### Job A
Using the review of Curious Palette on Prinsep Street, decide whether each statement agrees with it: (i) the shop name is chalked on a waist-high blackboard beside the glass door; (ii) Curious Palette draws customers with upper-floor signboards and greeters at the gates; (iii) the reviewer orders the seven spiced chai latte. Answer yes or no for each and quote the deciding words.
### Job B
In the Curious Palette review, why does the server call the drink a "seven (six) spice chai latte"? Answer in one to three sentences.
### Job C
Write the next part of the Curious Palette review, starting after the server's line about the missing cinnamon and the reviewer's "Quelle horreur."

Review: Curious Palette, Prinsep Street
The narrow cave barely allowed passage,
But after a few tens of paces
The world opened into spacious brightness…
— Tao Yuanming 陶渊明 (365-427), ‘On the Peach Blossom Spring’
It’s almost like they’re trying not to be discovered, the folks at Curious Palette. Along a stretch of shophouse bars and cafes with all the tried and tested lures dangling out – upper-floor signboards, greeters at the gates – they’ve opted for a waist-high blackboard with the shop name thinly chalked in, placed to the side of the glass door, half hidden behind a step. It’s almost like they’re hiding in shame, and it turns out they are, as I order the seven spiced chai latte and the svelte server is forced to divulge their terrible secret.
‘Um, our cinnamon hasn’t actually come in yet, so would you still like your seven (six) spice chai latte?’ Quelle horreur.

Excerpts from a pointing dataset
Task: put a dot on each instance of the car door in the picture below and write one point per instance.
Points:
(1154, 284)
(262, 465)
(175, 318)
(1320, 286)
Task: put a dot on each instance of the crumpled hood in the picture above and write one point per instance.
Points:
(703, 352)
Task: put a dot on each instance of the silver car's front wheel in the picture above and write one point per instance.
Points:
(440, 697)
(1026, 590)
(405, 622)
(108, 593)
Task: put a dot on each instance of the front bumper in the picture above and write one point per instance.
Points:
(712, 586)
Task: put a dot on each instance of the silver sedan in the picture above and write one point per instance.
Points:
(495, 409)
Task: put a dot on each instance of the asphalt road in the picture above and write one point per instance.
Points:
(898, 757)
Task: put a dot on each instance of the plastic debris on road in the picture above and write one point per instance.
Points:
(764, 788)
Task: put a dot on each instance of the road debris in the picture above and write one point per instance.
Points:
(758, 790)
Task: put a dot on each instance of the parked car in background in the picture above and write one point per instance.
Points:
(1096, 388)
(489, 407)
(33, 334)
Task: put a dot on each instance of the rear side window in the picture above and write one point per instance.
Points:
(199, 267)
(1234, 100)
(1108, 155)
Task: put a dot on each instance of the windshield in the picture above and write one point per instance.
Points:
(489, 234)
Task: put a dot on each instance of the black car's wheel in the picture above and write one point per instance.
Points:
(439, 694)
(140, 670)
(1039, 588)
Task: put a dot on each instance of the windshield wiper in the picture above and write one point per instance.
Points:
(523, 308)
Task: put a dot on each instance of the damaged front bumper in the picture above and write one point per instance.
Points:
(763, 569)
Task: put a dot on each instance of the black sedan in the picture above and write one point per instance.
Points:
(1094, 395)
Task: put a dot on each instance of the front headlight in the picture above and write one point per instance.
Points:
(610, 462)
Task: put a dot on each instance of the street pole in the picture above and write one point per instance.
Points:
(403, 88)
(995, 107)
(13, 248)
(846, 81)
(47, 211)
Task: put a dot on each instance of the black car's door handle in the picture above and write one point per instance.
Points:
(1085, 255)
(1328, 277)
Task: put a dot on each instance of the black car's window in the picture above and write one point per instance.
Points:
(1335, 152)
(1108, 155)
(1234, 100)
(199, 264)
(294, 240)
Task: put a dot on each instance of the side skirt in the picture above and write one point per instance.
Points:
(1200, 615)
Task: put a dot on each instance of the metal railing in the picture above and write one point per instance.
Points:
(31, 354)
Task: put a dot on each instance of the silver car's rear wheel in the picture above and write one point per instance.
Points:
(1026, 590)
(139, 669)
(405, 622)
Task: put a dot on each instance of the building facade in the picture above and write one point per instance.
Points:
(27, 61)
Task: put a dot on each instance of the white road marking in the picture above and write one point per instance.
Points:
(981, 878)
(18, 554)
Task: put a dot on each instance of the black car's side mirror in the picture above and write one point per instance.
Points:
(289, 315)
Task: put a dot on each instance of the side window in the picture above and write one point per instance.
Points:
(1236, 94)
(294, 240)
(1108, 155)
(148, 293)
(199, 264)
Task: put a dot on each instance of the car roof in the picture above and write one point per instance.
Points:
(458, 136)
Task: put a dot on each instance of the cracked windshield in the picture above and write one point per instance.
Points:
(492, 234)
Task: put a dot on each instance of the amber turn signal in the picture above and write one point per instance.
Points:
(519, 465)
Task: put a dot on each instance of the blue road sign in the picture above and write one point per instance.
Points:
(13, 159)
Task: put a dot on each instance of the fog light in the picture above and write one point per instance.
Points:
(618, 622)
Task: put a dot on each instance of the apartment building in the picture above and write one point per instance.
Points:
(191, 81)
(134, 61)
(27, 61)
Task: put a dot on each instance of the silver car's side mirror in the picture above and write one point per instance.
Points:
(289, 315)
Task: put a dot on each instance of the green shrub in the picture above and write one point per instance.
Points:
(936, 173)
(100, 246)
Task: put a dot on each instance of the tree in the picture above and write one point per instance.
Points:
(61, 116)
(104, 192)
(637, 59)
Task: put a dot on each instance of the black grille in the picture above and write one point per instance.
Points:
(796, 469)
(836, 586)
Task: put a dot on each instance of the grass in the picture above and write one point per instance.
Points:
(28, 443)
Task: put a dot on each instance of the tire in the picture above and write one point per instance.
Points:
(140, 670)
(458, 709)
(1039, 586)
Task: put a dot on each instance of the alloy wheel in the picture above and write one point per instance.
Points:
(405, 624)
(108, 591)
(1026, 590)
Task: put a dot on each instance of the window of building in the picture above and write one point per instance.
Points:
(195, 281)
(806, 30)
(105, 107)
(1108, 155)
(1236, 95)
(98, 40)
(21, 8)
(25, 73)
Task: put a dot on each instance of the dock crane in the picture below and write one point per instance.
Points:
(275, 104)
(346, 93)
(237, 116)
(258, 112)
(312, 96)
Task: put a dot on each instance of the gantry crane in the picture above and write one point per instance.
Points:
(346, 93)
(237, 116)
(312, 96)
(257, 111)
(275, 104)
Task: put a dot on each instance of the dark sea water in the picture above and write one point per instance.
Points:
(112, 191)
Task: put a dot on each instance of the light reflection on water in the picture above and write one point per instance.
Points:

--

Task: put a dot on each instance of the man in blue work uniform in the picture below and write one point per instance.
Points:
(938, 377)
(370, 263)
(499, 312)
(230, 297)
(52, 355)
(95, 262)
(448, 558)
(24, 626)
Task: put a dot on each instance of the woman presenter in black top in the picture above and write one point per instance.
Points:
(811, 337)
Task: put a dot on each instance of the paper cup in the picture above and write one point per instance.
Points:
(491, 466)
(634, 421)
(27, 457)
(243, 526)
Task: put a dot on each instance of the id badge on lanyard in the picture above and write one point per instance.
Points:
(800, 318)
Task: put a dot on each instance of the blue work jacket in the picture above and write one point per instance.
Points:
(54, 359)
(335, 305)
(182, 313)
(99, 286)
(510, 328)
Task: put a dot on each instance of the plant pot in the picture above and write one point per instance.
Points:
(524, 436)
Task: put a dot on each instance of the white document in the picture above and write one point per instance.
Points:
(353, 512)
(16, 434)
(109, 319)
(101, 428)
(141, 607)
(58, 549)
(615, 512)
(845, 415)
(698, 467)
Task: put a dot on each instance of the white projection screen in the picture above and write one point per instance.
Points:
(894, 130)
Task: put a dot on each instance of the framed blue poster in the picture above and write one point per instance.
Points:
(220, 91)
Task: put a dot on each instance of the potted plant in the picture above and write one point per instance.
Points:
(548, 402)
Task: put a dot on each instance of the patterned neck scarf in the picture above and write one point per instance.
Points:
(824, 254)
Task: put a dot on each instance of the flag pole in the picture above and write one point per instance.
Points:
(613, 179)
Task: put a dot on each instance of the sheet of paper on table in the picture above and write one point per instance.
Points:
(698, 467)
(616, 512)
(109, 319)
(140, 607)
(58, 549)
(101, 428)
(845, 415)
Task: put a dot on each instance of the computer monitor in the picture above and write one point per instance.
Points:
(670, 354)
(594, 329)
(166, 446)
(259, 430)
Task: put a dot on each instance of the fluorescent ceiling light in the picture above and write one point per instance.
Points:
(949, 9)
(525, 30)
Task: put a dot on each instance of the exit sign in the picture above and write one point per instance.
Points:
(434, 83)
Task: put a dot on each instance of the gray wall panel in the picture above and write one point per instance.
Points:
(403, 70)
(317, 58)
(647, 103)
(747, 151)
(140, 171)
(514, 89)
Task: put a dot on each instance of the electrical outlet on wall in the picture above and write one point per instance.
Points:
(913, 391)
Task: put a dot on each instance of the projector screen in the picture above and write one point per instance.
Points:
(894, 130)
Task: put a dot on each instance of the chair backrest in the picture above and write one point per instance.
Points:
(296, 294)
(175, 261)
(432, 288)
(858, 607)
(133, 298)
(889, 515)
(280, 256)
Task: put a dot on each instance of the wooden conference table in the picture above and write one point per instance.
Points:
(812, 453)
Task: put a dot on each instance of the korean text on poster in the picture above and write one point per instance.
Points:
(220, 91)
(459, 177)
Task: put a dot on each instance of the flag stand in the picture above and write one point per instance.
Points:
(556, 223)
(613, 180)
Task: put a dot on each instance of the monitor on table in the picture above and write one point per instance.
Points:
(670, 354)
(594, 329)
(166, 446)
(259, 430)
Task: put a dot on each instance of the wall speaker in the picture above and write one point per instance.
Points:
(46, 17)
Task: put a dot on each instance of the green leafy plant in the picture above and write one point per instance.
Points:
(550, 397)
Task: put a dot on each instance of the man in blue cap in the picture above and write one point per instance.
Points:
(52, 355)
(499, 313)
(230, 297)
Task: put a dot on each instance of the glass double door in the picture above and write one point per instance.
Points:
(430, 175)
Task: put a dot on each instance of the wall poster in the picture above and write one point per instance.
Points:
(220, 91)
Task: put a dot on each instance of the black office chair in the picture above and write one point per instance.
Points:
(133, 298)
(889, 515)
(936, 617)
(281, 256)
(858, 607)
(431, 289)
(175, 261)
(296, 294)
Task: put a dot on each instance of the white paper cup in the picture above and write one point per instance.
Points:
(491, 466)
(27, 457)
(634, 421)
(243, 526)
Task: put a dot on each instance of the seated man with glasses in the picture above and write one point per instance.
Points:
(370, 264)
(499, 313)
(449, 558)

### Right answer A
(i) Yes: "they’ve opted for a waist-high blackboard with the shop name thinly chalked in, placed to the side of the glass door"
(ii) No: "with all the tried and tested lures dangling out – upper-floor signboards, greeters at the gates – they’ve opted for a waist-high blackboard"
(iii) Yes: "as I order the seven spiced chai latte"

### Right answer B
The cinnamon had not come in yet. The latte would therefore be made with six of its seven spices.

### Right answer C
Well, every new restaurant needs a little while to get things in order, and Curious Palette is very new indeed. The fourth cafe by Ryan Tan of Papa Palheta and Strangers’ Reunion, its feel is more stripped down, adapted to the long, narrow space it’s taken over – skylights for abundant natural lighting, fishbowl lamp bulbs and strategically placed staghorn ferns. Inside, the long counter forms the centrepiece of the setting; where it’s sleek and unadorned, the dishes and drinks that issue from it are big, generous affairs.
I originally thought that the cafe’s name might have been a mistake, that it was ‘palate’ they were looking for; but in retrospect the focus on colours and composition jumps out – some dishes stark and muted, others jubilant and vivid. This extends to the plating too – no awful domes or bulbous bowls, but just look at the celadon saucer that comes with the chai.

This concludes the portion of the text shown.